Instructions to follow —
Update the rows from the line containing "Drop one point on every instance of the woman" through the end of the rows by changing "rearview mirror" to "side mirror", and leave everything else in them unchanged.

Data for this task —
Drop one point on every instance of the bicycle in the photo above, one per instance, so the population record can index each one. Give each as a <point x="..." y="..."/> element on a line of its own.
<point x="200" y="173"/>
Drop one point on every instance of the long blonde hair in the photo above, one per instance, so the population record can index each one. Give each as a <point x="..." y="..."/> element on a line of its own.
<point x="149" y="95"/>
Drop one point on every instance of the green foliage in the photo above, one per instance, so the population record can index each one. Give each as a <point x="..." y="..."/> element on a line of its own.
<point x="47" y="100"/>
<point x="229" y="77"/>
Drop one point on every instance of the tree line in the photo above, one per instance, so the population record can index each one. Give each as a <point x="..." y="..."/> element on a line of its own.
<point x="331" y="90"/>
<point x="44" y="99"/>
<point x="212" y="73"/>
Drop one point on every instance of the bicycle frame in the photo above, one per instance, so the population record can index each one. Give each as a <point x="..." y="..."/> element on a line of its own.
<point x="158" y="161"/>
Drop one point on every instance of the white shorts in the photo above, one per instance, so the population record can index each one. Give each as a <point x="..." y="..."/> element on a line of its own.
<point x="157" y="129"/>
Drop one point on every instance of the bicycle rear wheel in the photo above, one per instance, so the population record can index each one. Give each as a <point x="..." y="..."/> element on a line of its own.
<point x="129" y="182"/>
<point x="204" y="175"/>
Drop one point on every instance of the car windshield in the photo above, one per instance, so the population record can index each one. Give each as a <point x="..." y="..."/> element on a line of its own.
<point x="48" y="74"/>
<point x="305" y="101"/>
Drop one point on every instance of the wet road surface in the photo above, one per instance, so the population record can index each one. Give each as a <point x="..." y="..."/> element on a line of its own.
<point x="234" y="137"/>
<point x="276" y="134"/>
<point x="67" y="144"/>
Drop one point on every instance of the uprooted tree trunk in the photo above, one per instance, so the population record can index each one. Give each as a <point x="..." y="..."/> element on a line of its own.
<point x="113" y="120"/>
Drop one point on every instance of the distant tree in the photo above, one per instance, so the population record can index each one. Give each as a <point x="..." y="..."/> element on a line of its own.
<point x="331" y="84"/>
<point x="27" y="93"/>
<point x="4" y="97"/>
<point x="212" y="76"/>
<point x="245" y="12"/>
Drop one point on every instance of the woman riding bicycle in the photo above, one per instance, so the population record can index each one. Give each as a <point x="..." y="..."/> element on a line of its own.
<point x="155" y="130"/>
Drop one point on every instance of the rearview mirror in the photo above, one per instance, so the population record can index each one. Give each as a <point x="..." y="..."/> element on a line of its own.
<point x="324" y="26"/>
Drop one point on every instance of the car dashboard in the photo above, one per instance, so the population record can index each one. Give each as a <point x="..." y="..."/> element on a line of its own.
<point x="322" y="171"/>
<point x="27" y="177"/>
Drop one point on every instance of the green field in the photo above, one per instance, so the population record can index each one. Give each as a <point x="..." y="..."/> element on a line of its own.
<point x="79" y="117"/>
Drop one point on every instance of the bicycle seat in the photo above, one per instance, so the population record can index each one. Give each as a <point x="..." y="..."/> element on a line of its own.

Solution to this exercise —
Drop one point on every instance of the woman riding bicycle in the photo above, one per instance, so the population record can index each one. Give each as a <point x="..." y="..."/> element on a line of its own.
<point x="155" y="130"/>
Drop one point on every instance of the side mirror in the photo above, one per instance, so the population record can index each one. Give each as a <point x="..." y="..."/> element on a line of its own.
<point x="324" y="26"/>
Drop one point on every instance of the car dashboard in the photo above, one per instance, so the population record can index each one. Give each as a <point x="..." y="..."/> element on a line of its own.
<point x="322" y="171"/>
<point x="27" y="177"/>
Drop one point on every instance of the green field in the photo above, one per instance, so the population record can index each one. Give each as a <point x="..." y="..."/> element on a line of its own.
<point x="79" y="117"/>
Drop one point on every instance of the bicycle seat in the photo above, one per instance, so the population record can index each one. Give each as a <point x="..." y="..."/> element on a line of its own.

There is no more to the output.